▶ **Records from a dataset**

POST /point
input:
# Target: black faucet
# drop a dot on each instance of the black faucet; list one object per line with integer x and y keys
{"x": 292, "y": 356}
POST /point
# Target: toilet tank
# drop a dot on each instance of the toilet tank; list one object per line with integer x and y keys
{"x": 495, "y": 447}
* * *
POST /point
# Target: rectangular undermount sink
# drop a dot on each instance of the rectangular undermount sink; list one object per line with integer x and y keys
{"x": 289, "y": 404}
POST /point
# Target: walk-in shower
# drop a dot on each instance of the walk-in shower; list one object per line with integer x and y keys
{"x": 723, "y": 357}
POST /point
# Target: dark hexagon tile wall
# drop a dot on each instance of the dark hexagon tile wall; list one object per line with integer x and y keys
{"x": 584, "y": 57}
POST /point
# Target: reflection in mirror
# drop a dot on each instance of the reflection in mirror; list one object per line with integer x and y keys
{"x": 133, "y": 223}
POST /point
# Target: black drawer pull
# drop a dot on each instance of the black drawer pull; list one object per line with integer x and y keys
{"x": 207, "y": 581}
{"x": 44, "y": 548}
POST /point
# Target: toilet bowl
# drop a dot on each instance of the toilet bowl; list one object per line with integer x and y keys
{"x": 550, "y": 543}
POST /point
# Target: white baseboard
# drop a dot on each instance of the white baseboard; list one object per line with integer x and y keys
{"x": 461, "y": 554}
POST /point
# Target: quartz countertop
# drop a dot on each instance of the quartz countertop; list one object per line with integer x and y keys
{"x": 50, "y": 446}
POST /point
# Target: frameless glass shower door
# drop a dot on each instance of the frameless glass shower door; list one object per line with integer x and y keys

▶ **Task objective**
Filter the entries above, keeping only the lines that contain the word "tank", and copy each one out.

▶ **Answer for this exercise**
# Target: toilet tank
# drop a dot on each instance of the toilet tank; list one object per line with integer x and y keys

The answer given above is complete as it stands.